◆ Material supplied:
========================================

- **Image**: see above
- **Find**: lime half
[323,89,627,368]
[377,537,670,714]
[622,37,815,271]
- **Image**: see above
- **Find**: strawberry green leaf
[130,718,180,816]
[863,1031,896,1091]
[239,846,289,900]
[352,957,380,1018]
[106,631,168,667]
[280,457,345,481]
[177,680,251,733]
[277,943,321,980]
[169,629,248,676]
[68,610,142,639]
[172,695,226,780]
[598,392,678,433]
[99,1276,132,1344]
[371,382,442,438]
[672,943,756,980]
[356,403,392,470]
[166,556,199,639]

========================================

◆ Task instructions:
Rewrite every line of the records above, keeping the requests as they are, and scale each bounding-box coordinate in the answers by 0.75, rounding to the nearest whole number with halves rounded up.

◆ The completed task:
- **Image**: see above
- **Find**: lime half
[242,67,470,276]
[283,403,503,536]
[467,28,611,203]
- **Image**: see above
- **Find**: strawberry green leaf
[98,539,135,612]
[647,773,672,818]
[179,635,217,675]
[264,718,285,764]
[80,473,126,500]
[210,343,259,361]
[133,510,188,550]
[208,707,241,735]
[127,472,186,507]
[51,458,107,479]
[129,521,170,585]
[449,294,509,325]
[74,957,99,1008]
[278,287,332,329]
[504,707,567,735]
[267,302,294,353]
[125,417,149,479]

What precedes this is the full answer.